### Extrait
L’ancien chancelier allemand, Helmut Schmidt, européen convaincu et ardent défenseur du moteur franco-allemand, ne cessait de rappeler à ses pairs que les investissements d’aujourd’hui sont les profits de demain et les emplois d’après-demain. Or, le financement des entreprises européennes via les fonds propres et les titres de créance est encore trop peu développé en Europe comparé aux Etats-Unis. En raison d’une insuffisance du capital-risque, les jeunes pousses continuent d’être confrontées à des problèmes de financement. Et soutenir ces jeunes pousses et donc des jeunes entrepreneurs, ne signifie-t-il pas investir dans notre avenir ?
Alors que l’Europe affronte sa troisième vie de construction dans un contexte politico-économique compliqué, la question des investissements n’a jamais été aussi cruciale. Le président de l’Institut Jacques Delors, Enrico Letta, a appelé en avril les 27 à s’unir et agir rapidement pour éviter un décrochage face aux États-Unis et à la Chine. Et d’ajouter « Nous avons besoin d’initiatives communes comparables à celle qui a lancé Airbus. Pour rester compétitifs, il nous faut beaucoup d’Airbus et beaucoup d’innovation, sans quoi notre continent se transformera en un gigantesque parc Astérix. »
Orienter davantage l’épargne vers les entreprises et développer une culture économique
Pour tout entrepreneur, le financement est ainsi le nerf de la guerre, particulièrement en temps de crise où la gestion des flux de trésorerie devient intenable, laissant craindre le pire pour l’avenir de l’entreprise. Lors des dernières crises économiques et financières depuis 2008, les décisions prises par les autorités publiques ont permis de stabiliser le monde financier à l’instar du fonds Next Generation EU, un plan de relance de 750 millions d’euros financé par un endettement commun. Mais les experts économiques rappellent que la politique d’investissement ne doit pas se limiter aux périodes de crise. Philippe Oddo, associé-gérant d’Oddo BHF, considère que l’Europe est face à un mur d’investissements, liés à la transition énergétique, à la révolution numérique, notamment à l’intelligence artificielle, mais aussi à la nécessité de s’armer. Si ce dernier domaine est du ressort des États, pour les deux autres, il faut faire appel à l’argent privé et donc inciter davantage. Aujourd’hui, l’épargne européenne représente 32 000 milliards d’euros et près de 15 % de cette épargne est investie en actions, alors qu’aux États-Unis, les actions représentent 45 % de l’épargne des ménages. Et de rajouter que l’enjeu est effectivement d’orienter l’épargne des Européens vers le financement de leur avenir. Cela passe par des incitations fiscales, et par le développement d’une culture économique pour comprendre le sens de l’investissement dans les entreprises. Pour lui, le récent rapport Noyer ouvre des pistes « très intéressantes » et doit permettre d’avancer avec les Allemands.
L’Europe a su mettre en place une monnaie commune mais il manque aujourd’hui une union des marchés de capitaux (UMC)

### À faire
(1) D'après l'extrait sur le financement des entreprises européennes, quelle part de l'épargne européenne est placée en actions ?
(2) Écrivez la suite de l'extrait sur le financement des entreprises européennes, à partir de sa dernière phrase.
Les lignes qui suivent n'ont aucun lien avec l'extrait.

### Données brutes
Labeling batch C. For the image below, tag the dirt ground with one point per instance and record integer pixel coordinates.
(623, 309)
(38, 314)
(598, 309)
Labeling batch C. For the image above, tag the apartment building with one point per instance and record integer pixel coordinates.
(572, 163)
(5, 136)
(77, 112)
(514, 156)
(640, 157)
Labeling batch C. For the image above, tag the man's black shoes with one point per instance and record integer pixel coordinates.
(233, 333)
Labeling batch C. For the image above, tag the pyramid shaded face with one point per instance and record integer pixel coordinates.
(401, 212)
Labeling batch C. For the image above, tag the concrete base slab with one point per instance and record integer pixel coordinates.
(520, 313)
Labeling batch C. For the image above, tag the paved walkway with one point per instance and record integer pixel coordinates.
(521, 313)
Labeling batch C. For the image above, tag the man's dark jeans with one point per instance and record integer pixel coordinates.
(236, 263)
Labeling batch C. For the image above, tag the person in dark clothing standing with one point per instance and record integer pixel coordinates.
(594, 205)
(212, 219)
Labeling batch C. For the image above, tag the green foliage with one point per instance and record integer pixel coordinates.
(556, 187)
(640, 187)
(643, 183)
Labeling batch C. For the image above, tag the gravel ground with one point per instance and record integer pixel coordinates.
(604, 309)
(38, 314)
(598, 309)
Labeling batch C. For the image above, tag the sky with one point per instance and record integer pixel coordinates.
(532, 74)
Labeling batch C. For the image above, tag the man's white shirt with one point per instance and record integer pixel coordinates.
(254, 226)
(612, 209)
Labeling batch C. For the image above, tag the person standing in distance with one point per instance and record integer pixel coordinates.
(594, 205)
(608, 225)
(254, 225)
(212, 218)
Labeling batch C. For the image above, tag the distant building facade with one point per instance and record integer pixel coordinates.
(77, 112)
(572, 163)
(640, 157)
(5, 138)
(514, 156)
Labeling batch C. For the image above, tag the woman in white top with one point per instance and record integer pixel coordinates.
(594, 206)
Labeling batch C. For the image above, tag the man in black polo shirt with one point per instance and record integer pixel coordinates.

### Les réponses
(1) Près de 15 %.

(2)
L’enjeu de cette union et de la mobilisation de l’épargne européenne n’est pas seulement de financer les investissements de l’UE à venir, il s’agit également d’un enjeu de souveraineté. Lorsque les entreprises européennes sont financées par des investisseurs américains, elles ont tendance à regarder vers les États-Unis. L’Amérique absorbe plus que jamais une forte proportion de l’épargne mondiale. Excédentaire pour l’Europe, elle montre la fuite des capitaux. Au lieu d’être mobilisés sur le continent, les capitaux européens partent aux États-Unis. Déjà, après la crise des subprimes, l’Allemagne et les Pays-Bas ont cessé de prêter aux autres pays européens et se sont reportés vers les États-Unis. C’est toujours d’actualité. Le phénomène est aggravé par des régulations bancaires qui ont incité les banques à garder de la liquidité pour les besoins de leur pays. Il y a donc une segmentation de la liquidité. Enrico Letta rappelle que l’Europe, c’est finalement 27 marchés des capitaux. Et de rajouter « Résultat, toutes les grandes banques d’investissement sont américaines. Elles attirent l’épargne de l’Europe, à hauteur de 300 milliards d’euros par an. »
Enfin, L’Inflation Reduction Act et le Chips Act, attirent aujourd’hui les investisseurs européens qui tendent à délaisser l’Europe. Dans l’autre sens, les investissements américains en Europe ne cessent de baisser. Le cabinet EY, a pointé 1058 projets en provenance des États-Unis en 2023, soit 15% de moins que l’année précédente, et 25% de moins que les chiffres d’avant la crise sanitaire. La France reste le pays européen le plus attractif, mais on note un repli de 5 % des projets. L’Allemagne arrive en troisième position, marquée par une baisse de 12 % des projets d’investissement.
Un écosystème financier européen harmonisé pour assurer la pérennité des PME.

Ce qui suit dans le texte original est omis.